§ Direction:
Copy out the entries verbatim, starting at the line that contains "handrail and give me its bounding box." and ending at the line that contains "[605,303,641,343]", with both of those lines included.

------ Extracted information ------

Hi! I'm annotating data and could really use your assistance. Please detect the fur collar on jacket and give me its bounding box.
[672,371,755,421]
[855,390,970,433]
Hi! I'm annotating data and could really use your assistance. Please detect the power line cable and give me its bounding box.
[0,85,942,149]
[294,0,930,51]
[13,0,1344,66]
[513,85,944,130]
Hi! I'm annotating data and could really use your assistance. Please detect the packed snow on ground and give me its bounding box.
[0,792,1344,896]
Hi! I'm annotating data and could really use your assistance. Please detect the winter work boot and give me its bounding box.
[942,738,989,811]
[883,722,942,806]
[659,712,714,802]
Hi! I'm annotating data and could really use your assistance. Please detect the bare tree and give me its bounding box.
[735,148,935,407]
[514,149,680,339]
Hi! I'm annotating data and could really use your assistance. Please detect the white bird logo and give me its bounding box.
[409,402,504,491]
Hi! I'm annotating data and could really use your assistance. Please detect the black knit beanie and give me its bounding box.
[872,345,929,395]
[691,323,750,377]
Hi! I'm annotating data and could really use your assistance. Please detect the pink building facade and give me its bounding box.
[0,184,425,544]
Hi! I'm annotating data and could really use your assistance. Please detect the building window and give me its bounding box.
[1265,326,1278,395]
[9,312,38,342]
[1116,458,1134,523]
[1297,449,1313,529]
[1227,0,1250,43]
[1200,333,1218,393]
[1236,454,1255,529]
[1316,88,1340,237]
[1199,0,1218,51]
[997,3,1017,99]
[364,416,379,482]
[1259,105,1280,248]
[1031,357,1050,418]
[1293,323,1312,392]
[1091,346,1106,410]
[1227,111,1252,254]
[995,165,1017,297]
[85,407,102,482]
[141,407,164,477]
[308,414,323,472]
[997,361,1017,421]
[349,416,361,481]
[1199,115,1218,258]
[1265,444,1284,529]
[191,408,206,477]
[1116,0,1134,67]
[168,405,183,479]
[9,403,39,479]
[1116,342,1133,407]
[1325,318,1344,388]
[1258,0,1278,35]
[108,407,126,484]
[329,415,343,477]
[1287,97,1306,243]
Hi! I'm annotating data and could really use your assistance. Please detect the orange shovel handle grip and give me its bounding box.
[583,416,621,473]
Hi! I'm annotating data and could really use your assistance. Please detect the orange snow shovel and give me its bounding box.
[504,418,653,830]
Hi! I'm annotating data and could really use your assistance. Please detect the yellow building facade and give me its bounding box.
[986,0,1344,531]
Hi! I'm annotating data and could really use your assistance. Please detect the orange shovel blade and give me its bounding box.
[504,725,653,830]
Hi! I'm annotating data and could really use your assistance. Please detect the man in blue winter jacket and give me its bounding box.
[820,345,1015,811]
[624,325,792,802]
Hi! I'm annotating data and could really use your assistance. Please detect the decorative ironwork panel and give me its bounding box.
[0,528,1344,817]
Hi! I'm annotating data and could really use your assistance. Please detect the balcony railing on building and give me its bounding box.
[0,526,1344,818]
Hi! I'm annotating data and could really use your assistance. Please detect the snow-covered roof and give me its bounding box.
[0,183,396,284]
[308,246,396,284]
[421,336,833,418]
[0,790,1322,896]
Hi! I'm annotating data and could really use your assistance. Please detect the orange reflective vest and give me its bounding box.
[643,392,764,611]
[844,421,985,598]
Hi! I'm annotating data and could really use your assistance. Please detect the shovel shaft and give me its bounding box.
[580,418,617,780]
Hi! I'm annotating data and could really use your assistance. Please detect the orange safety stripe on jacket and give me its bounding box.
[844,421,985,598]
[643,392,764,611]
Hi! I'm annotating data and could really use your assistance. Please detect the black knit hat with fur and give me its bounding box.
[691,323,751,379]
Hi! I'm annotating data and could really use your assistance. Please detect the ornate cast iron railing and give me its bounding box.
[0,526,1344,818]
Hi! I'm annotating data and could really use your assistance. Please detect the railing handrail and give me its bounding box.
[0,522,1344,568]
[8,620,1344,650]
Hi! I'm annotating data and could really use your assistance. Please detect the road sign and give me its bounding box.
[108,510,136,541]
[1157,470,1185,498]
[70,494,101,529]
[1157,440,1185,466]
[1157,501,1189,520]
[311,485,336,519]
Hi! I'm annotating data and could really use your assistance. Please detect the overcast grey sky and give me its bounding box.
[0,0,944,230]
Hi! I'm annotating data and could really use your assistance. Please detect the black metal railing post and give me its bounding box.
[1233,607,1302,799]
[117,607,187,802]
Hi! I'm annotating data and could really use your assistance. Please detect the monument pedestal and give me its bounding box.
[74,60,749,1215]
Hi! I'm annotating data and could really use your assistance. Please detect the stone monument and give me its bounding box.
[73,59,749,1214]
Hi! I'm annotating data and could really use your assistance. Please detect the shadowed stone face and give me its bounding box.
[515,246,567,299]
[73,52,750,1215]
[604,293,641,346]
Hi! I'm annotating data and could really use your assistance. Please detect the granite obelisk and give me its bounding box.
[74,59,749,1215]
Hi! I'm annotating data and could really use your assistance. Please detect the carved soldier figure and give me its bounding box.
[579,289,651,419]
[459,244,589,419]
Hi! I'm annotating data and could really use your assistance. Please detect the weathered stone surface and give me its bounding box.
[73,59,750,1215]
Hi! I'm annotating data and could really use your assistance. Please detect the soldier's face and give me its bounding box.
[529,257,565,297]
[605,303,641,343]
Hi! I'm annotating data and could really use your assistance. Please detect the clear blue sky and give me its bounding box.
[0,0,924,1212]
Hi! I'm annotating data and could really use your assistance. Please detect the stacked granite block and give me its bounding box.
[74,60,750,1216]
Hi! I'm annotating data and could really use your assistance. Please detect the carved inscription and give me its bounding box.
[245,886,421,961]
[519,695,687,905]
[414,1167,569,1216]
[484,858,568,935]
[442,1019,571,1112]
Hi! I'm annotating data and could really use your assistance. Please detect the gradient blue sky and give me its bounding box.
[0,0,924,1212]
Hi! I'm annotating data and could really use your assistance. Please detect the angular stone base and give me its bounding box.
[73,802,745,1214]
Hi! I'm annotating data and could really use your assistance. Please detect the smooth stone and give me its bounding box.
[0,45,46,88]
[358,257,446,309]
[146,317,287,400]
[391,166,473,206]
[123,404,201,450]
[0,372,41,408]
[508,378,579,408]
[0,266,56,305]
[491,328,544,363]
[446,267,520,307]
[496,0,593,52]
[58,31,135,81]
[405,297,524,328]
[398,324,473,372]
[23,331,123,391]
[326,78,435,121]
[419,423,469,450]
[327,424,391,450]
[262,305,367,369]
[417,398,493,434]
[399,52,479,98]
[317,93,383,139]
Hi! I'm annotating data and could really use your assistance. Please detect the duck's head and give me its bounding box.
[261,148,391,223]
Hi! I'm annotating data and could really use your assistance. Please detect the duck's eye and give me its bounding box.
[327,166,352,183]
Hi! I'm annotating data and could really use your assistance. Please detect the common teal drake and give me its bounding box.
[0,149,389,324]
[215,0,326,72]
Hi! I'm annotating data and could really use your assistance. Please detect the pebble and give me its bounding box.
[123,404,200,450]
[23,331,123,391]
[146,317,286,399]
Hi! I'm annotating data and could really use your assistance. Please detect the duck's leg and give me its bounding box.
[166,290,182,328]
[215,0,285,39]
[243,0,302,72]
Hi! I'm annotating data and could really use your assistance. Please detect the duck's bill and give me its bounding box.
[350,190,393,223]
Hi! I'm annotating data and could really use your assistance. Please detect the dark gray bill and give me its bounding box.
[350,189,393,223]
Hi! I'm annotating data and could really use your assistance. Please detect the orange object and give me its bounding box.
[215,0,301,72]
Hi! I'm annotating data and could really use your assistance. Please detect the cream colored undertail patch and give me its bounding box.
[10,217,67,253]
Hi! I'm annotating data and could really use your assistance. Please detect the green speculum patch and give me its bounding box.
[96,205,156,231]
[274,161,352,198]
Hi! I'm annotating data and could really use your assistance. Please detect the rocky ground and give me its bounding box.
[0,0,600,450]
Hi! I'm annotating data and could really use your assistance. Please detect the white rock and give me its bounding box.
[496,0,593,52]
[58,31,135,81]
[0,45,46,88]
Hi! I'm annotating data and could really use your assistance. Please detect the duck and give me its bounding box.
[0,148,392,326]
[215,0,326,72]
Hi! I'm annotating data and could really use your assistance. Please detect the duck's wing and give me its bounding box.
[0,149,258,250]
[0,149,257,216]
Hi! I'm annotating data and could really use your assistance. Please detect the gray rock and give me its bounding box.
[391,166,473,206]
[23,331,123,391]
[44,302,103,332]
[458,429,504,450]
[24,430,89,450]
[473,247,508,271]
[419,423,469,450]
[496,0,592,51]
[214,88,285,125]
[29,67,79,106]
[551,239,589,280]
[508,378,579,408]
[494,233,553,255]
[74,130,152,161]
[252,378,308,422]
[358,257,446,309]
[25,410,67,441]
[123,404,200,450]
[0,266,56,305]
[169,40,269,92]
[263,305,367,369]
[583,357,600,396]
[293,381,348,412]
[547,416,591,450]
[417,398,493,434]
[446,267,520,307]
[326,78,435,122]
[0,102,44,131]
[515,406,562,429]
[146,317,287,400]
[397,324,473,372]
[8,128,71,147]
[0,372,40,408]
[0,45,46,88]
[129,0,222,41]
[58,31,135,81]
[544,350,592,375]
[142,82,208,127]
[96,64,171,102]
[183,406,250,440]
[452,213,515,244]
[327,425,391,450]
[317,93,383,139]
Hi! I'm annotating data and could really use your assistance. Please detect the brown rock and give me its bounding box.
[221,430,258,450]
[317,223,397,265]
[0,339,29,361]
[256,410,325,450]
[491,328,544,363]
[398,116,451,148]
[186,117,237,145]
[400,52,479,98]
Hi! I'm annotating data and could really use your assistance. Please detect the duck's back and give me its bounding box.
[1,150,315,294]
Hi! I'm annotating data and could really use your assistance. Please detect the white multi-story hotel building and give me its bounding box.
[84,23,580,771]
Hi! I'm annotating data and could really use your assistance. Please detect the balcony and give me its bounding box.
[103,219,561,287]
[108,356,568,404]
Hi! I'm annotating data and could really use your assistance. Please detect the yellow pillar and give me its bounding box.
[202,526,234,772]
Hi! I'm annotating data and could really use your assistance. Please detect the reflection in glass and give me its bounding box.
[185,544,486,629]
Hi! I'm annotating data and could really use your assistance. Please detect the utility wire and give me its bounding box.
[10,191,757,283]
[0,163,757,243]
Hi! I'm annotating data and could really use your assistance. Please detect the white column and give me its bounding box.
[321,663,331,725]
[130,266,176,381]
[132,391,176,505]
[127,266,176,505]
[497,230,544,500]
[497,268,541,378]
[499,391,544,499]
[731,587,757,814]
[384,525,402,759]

------

§ Result of this exercise:
Hi! I'm annotating data and could really use your assistance. Please detect the railing handrail and give me its bounding box.
[0,522,1344,568]
[8,620,1344,650]
Hi! I'm annotating data and could really use your assistance. Please detect the road sign and give me its bounding box.
[108,510,136,541]
[1157,470,1185,498]
[70,494,101,529]
[1157,440,1185,466]
[1157,501,1189,520]
[311,485,336,519]
Hi! I'm annotating data and could really use your assistance. Please detect the overcast grey sky and give me its bounding box.
[0,0,944,230]
Hi! I'm annotating data and could really use your assistance. Please detect the black metal railing post and give me its bounding box.
[1233,607,1302,799]
[117,607,187,802]
Hi! I'm annotating data and could really use your assistance. Please detect the monument pedestal and give me its bounding box.
[74,60,749,1215]
Hi! I'm annotating data and could really use your assistance. Please detect the stone monument and give me its bounding box.
[73,59,749,1214]
Hi! I'm annotating data and could really use your assistance. Please detect the shadowed stone face and give me its bounding box.
[515,246,567,299]
[73,52,750,1215]
[604,293,641,346]
Hi! I'm annotating data and could really use your assistance. Please detect the granite obelisk and give me its bounding box.
[74,59,749,1215]
Hi! I'm annotating data and could really use your assistance. Please detect the carved soldier figure and give me its bounding box.
[579,289,651,419]
[459,244,589,419]
Hi! I'm annotating data and could really use your assistance. Please detect the weathered stone surface and give me its bounding box.
[73,59,750,1215]
Hi! I'm annotating data and could really use your assistance. Please detect the soldier's face and give me its bounding box.
[529,257,565,297]
[605,303,641,343]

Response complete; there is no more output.